Cara Agar Berani Speak Up Melawan Kekerasan Seksual

Pemberdayaan dan pendidikan adalah kunci untuk mengakhiri kekerasan berbasis gender.

republika/mardiah
Kekerasan seksual yang menimpa anak (ilustrasi). Orang tua perlu mengajari anak agar berani melawan kekerasan seksual.
Rep: Noer Qomariah Kusumawardhani Red: Qommarria Rostanti

REPUBLIKA.CO.ID, JAKARTA -- Kekerasan seksual dapat menimpa laki-laki dan perempuan pada segala usia. Tak hanya dewasa, perbuatan keji ini dapat menimpa dewasa, remaja, dan anak.

Baca Juga


Manajer Pengembangan Bisnis di Memories India, Princy Rana, mengatakan generasi muda dapat belajar tentang gender, rasa hormat, dan hak asasi manusia. "Kemampuan remaja untuk mengembangkan sikap hormat sangat bergantung pada orang tua," kata dia dikutip dari laman HT Lifestyle, Rabu (12/4/2023).

Dia menyebut, untuk mencegah kekerasan, Anda harus sering berbicara kepada yang lebih muda. "Kesadaran akan memotivasi mereka untuk mengambil tindakan,” katanya Rana, dilansir Hindustan Times, Rabu (12/4/2023).

Dia menyarankan untuk memulai percakapan tentang peran gender sejak dini dan karakteristik stereotipe pria dan wanita. “Kita harus menanamkan rasa tanggung jawab sosial di kalangan remaja. Menetapkan batasan dan berlatih dengan persetujuan harus menjadi bagian sehari-hari dari kehidupan seorang anak,” ujar Rana.

Rana mengusulkan, melibatkan anak dalam bimbingan teman sebaya akan memberi kesempatan menyelidiki dan menentang sikap, keyakinan, dan ekspektasi budaya yang mendasari semua kekerasan berbasis gender di masyarakat. Trainer untuk remaja dan dewasa muda, Priyanka Joshi, mengatakan pemberdayaan dan pendidikan adalah kunci untuk mengakhiri kekerasan berbasis gender.

Menurut Priyanka, Anda harus mendorong kaum muda untuk berbicara menentang segala bentuk kekerasan. Dengan memberi mereka pengetahuan untuk mengenali dan mengatasi perilaku berbahaya, Anda dapat menciptakan generasi individu yang stabil secara emosional. Salah satu pendekatan yang efektif adalah melibatkan remaja dalam percakapan yang terbuka dan jujur tentang hubungan sehat di sekolah atau platform daring.
++++++++++
## ARAHAN TUGAS
(A) Sebutkan semua nama orang yang muncul dalam teks dokumen di atas.
(B) Tolong terjemahkan kalimat dari teks dokumen ini ke dalam bahasa Inggris: "Kekerasan seksual dapat menimpa laki-laki dan perempuan pada segala usia."
(C) Teruskan artikel tentang keberanian melawan kekerasan seksual itu, mulai setelah kalimat terakhirnya.

## INFORMASI YANG TERSEDIA
++++++++++
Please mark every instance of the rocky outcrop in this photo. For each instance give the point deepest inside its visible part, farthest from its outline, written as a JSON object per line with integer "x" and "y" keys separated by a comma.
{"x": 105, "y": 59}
++++++++++
## SOAL TERSELESAIKAN
(A)
- Noer Qomariah Kusumawardhani
- Qommarria Rostanti
- Princy Rana
- Priyanka Joshi

(B) Sexual violence can happen to men and women of any age.

(C)
“Anda harus menghilangkan akar dari perilaku tersebut. Mendidik anak tentang regulasi emosi adalah salah satu langkahnya," ujarnya.

Joshi mengatakan, ketika anak-anak tidak diajari cara sehat untuk mengekspresikan emosi, mereka mungkin mengekspresikannya dengan cara tidak sehat. Kecanduan, kekerasan berbasis gender, dan intimidasi ekstrem adalah beberapa di antaranya. Kecenderungan untuk mengontrol, menyakiti secara fisik dan emosional berasal dari kebutuhan individu yang tidak terpenuhi. Sebagian besar kebutuhan yang tidak terpenuhi muncul dari masa kanak-kanak yang sulit, di mana orang tua sering kali tidak tersedia secara emosional.

“Beberapa penelitian menunjukkan bahwa sebagian besar pelaku kekerasan berbasis gender berasal dari rumah anak-anak angkat dan panti asuhan, di mana kebutuhan emosional mereka tidak pernah terpenuhi,” ujar Joshi.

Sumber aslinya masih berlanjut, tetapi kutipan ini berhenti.